J’avais souvent entendu parler des cérémonies funéraires des Tartares, et durant le cours de tous mes voyages dans ces contrées, je n’avais jamais été assez heureux pour en voir une. À Moscou, je m’informai avec intérêt de la santé d’un riche Tartare, que je savais être dans un état précaire. Environ deux semaines après mes démarches bienveillantes, le pauvre diable mourut, et je résolus de lui faire l’honneur d’assister à ses funérailles. Il échappa presque à ma vigilance. Un jour, en me promenant près du Gostonoy-Doun, j’aperçus dix ou douze individus qui couraient chargés d’une boîte qu’ils portaient sur des brancards. Je reconnus bientôt que c’était mon homme, et je me mis à courir avec eux le long des murs du Kremlin, nous dirigeant vers le pont qui traverse la Moscowa.

Éléments d'identification des lieux =

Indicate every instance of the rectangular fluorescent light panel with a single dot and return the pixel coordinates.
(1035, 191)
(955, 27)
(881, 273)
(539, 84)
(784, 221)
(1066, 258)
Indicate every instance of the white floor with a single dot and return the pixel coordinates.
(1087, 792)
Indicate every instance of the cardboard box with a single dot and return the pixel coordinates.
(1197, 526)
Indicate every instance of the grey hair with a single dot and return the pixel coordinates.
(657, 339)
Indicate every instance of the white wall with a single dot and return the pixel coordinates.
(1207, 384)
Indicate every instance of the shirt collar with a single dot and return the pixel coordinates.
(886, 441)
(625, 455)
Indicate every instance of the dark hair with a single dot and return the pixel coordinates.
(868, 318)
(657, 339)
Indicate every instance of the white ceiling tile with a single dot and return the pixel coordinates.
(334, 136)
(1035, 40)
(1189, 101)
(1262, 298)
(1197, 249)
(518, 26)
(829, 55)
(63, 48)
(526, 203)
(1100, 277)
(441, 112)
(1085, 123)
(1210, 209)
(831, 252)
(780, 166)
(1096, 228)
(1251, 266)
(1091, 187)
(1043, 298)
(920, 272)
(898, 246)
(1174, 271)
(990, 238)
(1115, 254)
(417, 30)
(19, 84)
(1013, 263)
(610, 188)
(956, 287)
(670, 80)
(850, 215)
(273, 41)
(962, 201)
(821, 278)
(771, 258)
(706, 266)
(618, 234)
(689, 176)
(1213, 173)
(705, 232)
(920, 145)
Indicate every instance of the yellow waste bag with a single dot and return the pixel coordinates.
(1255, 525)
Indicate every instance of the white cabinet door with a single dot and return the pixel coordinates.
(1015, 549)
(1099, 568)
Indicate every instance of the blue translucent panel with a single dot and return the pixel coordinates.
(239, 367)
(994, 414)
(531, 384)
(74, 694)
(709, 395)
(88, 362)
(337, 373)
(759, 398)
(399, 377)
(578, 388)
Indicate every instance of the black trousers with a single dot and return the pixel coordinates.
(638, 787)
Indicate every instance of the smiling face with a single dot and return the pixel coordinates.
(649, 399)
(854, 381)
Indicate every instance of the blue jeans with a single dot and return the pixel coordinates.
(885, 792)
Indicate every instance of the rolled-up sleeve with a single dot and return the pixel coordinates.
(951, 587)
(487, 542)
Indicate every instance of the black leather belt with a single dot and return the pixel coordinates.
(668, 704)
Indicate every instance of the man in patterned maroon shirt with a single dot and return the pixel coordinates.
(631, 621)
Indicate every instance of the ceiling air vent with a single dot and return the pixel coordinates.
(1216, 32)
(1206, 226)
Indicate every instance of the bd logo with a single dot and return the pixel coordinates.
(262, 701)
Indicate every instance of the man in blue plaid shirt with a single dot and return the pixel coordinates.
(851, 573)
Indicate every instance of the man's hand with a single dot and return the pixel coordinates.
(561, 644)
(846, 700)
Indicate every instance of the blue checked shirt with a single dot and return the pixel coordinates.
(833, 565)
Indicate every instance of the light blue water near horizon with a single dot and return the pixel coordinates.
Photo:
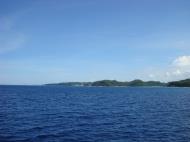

Tâche à réaliser = Restituez fidèlement la partie du texte de lecture qui va de « J’avais souvent entendu » à « traverse la Moscowa. ». Appuyez-vous uniquement sur le texte de lecture.

Résultat de l'exercice =
J’avais souvent entendu parler des cérémonies funéraires des Tartares, et durant le cours de tous mes voyages dans ces contrées, je n’avais jamais été assez heureux pour en voir une. À Moscou, je m’informai avec intérêt de la santé d’un riche Tartare, que je savais être dans un état précaire. Environ deux semaines après mes démarches bienveillantes, le pauvre diable mourut, et je résolus de lui faire l’honneur d’assister à ses funérailles. Il échappa presque à ma vigilance. Un jour, en me promenant près du Gostonoy-Doun, j’aperçus dix ou douze individus qui couraient chargés d’une boîte qu’ils portaient sur des brancards. Je reconnus bientôt que c’était mon homme, et je me mis à courir avec eux le long des murs du Kremlin, nous dirigeant vers le pont qui traverse la Moscowa.